(QUESTIONS TO ANSWER):
A: Translate this sentence from the irrigation article into Spanish: "The project includes three parts, and Nebraska will serve as ground zero for the third part."
B: Please copy the irrigation article word for word, starting with "Weather, soil and" and going on through "an informed decision.".

(READING TEXT):
Start of Block

Lincoln, Nebraska, Nov. 4, 2019 — A new grant that brings together researchers from the University of Nebraska–Lincoln, the University of Illinois and Princeton University aims to bridge the gap between data-collection, modeling and decision-making so crop producers can more easily decide whether to irrigate. The project, funded by a $900,000 grant from the U.S. Department of Agriculture’s National Institute of Food and Agriculture program could potentially save both financial and water resources.

The project includes three parts, and Nebraska will serve as ground zero for the third part. Trenton Franz, Derek Heeren and Daran Rudnick, all of the University of Nebraska-Lincoln, will work with partners and producers in the state to validate remotely collected soil moisture and weather data and to inform the design of an end product useful to producers’ decision-making.

“We have remote-sensing, modeling and in-field data, but we want to know how best to combine and use that data to make improved decisions about irrigation,” said Franz, an associate professor in the School of Natural Resources. “Right now, the main problem is we don’t have great real-time irrigation data to help validate the remote sensing and modeling data to make it useful for decision making.”

Weather, soil and irrigation data collected via unmanned aerial vehicles, airplanes or satellites have certain problems: inopportune cloud cover, time between Earth passes, the scale — hundreds or meters across rather than at the tens of meters needed — all of which hinder the ability to make an informed decision.

End of Block

(RECORDED INFORMATION):
Start of Block

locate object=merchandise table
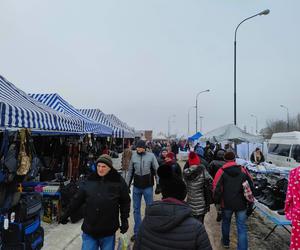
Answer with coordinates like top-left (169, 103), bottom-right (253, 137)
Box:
top-left (254, 200), bottom-right (291, 240)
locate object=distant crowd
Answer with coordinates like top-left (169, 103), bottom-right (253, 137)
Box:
top-left (61, 140), bottom-right (298, 250)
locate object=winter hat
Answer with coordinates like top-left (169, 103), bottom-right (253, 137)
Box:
top-left (136, 140), bottom-right (146, 148)
top-left (217, 150), bottom-right (225, 160)
top-left (160, 148), bottom-right (168, 153)
top-left (96, 154), bottom-right (113, 168)
top-left (188, 152), bottom-right (200, 166)
top-left (157, 166), bottom-right (187, 201)
top-left (166, 152), bottom-right (175, 160)
top-left (224, 151), bottom-right (235, 161)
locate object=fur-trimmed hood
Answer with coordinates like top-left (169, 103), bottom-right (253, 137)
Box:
top-left (87, 168), bottom-right (122, 183)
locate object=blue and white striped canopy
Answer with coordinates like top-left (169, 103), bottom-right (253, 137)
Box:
top-left (79, 109), bottom-right (124, 138)
top-left (29, 93), bottom-right (112, 136)
top-left (0, 75), bottom-right (83, 132)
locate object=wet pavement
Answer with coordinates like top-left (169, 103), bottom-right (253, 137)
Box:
top-left (43, 160), bottom-right (290, 250)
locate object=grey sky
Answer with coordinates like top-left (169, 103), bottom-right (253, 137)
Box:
top-left (0, 0), bottom-right (300, 137)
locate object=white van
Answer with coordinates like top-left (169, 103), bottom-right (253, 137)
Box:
top-left (267, 131), bottom-right (300, 168)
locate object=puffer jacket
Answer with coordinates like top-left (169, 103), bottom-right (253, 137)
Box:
top-left (208, 160), bottom-right (225, 178)
top-left (121, 148), bottom-right (132, 171)
top-left (183, 165), bottom-right (212, 216)
top-left (126, 152), bottom-right (158, 189)
top-left (133, 198), bottom-right (212, 250)
top-left (213, 161), bottom-right (253, 211)
top-left (64, 169), bottom-right (130, 238)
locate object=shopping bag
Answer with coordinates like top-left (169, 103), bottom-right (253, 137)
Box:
top-left (117, 234), bottom-right (131, 250)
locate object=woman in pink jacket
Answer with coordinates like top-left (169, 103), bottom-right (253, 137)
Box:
top-left (285, 167), bottom-right (300, 250)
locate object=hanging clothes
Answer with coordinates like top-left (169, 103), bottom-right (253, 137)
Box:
top-left (285, 167), bottom-right (300, 250)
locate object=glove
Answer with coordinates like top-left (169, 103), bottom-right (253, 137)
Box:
top-left (120, 220), bottom-right (129, 234)
top-left (155, 184), bottom-right (161, 194)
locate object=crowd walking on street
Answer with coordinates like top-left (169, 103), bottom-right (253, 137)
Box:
top-left (60, 140), bottom-right (300, 250)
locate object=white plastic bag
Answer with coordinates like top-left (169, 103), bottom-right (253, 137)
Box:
top-left (117, 234), bottom-right (131, 250)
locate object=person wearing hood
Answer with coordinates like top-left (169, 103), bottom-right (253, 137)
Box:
top-left (250, 148), bottom-right (265, 164)
top-left (213, 152), bottom-right (253, 250)
top-left (157, 148), bottom-right (168, 166)
top-left (60, 154), bottom-right (130, 250)
top-left (183, 152), bottom-right (212, 223)
top-left (133, 167), bottom-right (212, 250)
top-left (208, 150), bottom-right (225, 178)
top-left (160, 152), bottom-right (182, 178)
top-left (126, 140), bottom-right (159, 241)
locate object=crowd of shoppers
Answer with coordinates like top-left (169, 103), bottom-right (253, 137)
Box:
top-left (61, 140), bottom-right (300, 250)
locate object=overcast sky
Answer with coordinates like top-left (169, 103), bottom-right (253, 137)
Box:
top-left (0, 0), bottom-right (300, 137)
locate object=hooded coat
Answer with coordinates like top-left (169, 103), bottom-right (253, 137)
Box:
top-left (64, 169), bottom-right (130, 238)
top-left (183, 165), bottom-right (212, 216)
top-left (213, 161), bottom-right (253, 211)
top-left (133, 198), bottom-right (212, 250)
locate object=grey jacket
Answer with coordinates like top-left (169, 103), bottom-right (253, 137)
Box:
top-left (183, 165), bottom-right (212, 216)
top-left (133, 198), bottom-right (212, 250)
top-left (126, 152), bottom-right (159, 189)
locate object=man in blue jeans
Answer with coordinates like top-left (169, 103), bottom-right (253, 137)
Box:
top-left (213, 152), bottom-right (253, 250)
top-left (126, 140), bottom-right (158, 241)
top-left (60, 154), bottom-right (130, 250)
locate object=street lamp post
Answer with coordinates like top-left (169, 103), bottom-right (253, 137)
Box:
top-left (168, 115), bottom-right (175, 138)
top-left (195, 89), bottom-right (210, 133)
top-left (199, 116), bottom-right (204, 133)
top-left (280, 105), bottom-right (290, 132)
top-left (233, 9), bottom-right (270, 125)
top-left (251, 115), bottom-right (257, 134)
top-left (188, 106), bottom-right (195, 137)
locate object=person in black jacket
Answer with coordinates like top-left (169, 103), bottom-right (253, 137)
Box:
top-left (213, 152), bottom-right (253, 250)
top-left (133, 167), bottom-right (212, 250)
top-left (208, 150), bottom-right (225, 178)
top-left (250, 148), bottom-right (265, 164)
top-left (61, 155), bottom-right (130, 250)
top-left (160, 152), bottom-right (182, 178)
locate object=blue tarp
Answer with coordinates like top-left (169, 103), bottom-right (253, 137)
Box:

End of Block

(ANSWERS TO THE TASKS):
A: El proyecto consta de tres partes, y Nebraska será el epicentro de la tercera parte.

B:
Weather, soil and irrigation data collected via unmanned aerial vehicles, airplanes or satellites have certain problems: inopportune cloud cover, time between Earth passes, the scale — hundreds or meters across rather than at the tens of meters needed — all of which hinder the ability to make an informed decision.